§ TEXT EXCERPT
▬▬▬

The biggest crises in recent U.S. history have been caused by challenges that nobody saw coming.
No one expected terrorists to fly jetliners into iconic American buildings in 2001, and no one predicted that the worst global pandemic in a century was on our doorstep 18 years later.
Lack of imagination in both cases led to subpar responses.
So it probably isn’t a good thing that nobody in Washington seems to worry much anymore about the possibility of a crisis leading to nuclear war.
Outside the fraternity of practitioners charged with sustaining America’s nuclear force, the number of experts who have something useful to say about strategic deterrence is remarkably small.
After all, nuclear war is the one threat that could destroy our civilization before sundown.
Against that backdrop, the Air Force on July 1 awarded a contract to Raytheon Technologies for development of a new air-launched nuclear system.
It is called the Long-Range Standoff (LRSO) weapon, and it is designed to help U.S. bombers penetrate heavily defended airspace in the event of a nuclear exchange.
The plan, as with other U.S. nuclear weapons, is that by fielding a potent strategic system, Washington will convince potential enemies there is nothing to be gained and a great deal to be lost in contemplating aggression.
The U.S. maintains a “triad” of long-range nuclear systems—submarine-based ballistic missiles, silo-based ballistic missiles, and manned bombers—that assures retaliation if such aggression occurs.
LRSO is designed to guarantee that the bomber “leg” of the triad can support its part of the deterrence mission by providing a stealthy, low-flying weapon that reliably penetrates air defenses even when the bombers carrying them cannot.
Although the nuclear cruise missiles currently carried on U.S. bombers are rapidly approaching obsolescence, some critics have questioned whether it is necessary to buy LRSO with the other parts of the triad also being modernized.
The answer is yes, mainly because even the most advanced bombers may face formidable defenses in the future, and it isn’t feasible for each bomber to attack multiple remote targets without a weapon that can extend its reach.
Air Force officials say that the vast majority of strategic targets assigned to bombers in any nuclear exchange would need to be addressed using standoff weapons like LRSO.
But that is only half the reason why the new weapon is needed.
There is a weakness in the ballistic-missile legs of the triad that seldom is discussed publicly, but could prove critical in a crisis.
Once you launch a ballistic missile, it’s gone.
It isn’t coming back.
The ballistic missiles in the U.S. nuclear deterrent can’t be recalled, or retargeted, or disabled once they are launched.

▬▬▬

§ SUPPLIED MATERIAL
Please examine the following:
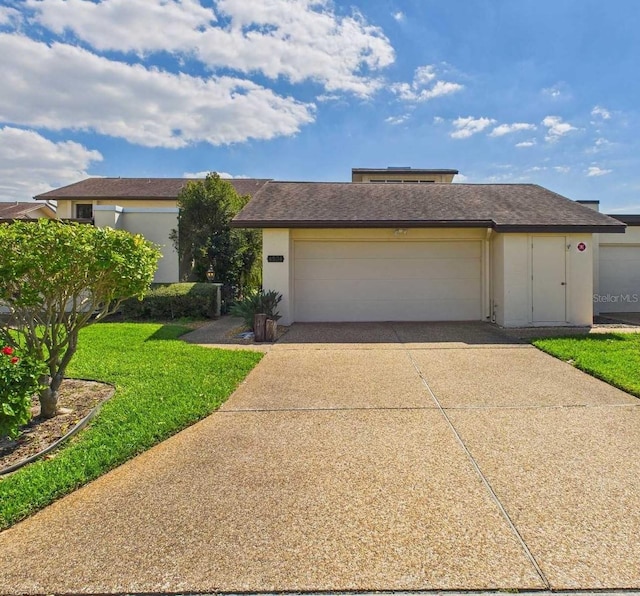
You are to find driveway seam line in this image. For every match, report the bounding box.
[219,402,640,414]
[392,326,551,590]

▬▬▬

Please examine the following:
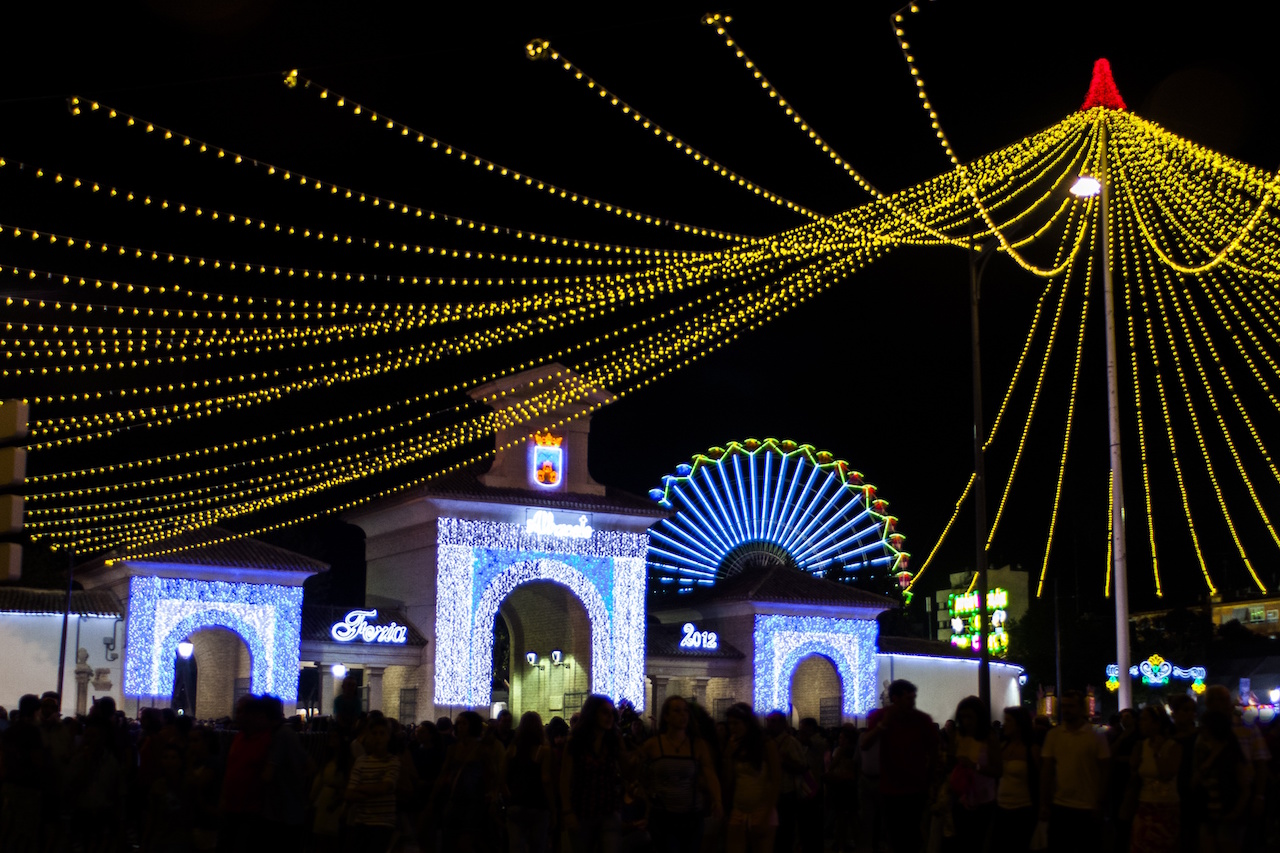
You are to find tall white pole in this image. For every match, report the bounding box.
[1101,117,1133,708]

▬▬▬

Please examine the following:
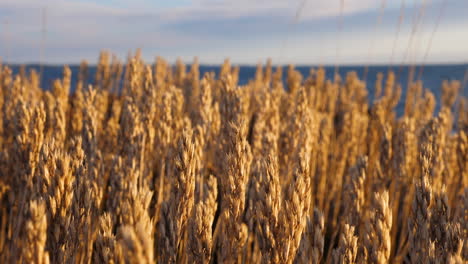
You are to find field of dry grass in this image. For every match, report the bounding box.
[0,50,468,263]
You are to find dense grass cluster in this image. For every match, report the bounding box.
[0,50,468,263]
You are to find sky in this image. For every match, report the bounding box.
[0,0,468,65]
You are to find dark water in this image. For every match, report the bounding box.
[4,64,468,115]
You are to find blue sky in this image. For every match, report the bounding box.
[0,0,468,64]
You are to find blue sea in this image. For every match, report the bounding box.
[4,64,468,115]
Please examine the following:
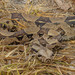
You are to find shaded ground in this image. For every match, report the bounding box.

▬▬▬

§ PROMPT 1
In the nuclear deterrence article, what three systems make up the U.S. nuclear "triad"?
§ PROMPT 2
Transcribe the nuclear deterrence article from "Lack of imagination" up to and including "is remarkably small.".

§ YOUR RESPONSE 1
Submarine-based ballistic missiles, silo-based ballistic missiles, and manned bombers.

§ YOUR RESPONSE 2
Lack of imagination in both cases led to subpar responses.
So it probably isn’t a good thing that nobody in Washington seems to worry much anymore about the possibility of a crisis leading to nuclear war.
Outside the fraternity of practitioners charged with sustaining America’s nuclear force, the number of experts who have something useful to say about strategic deterrence is remarkably small.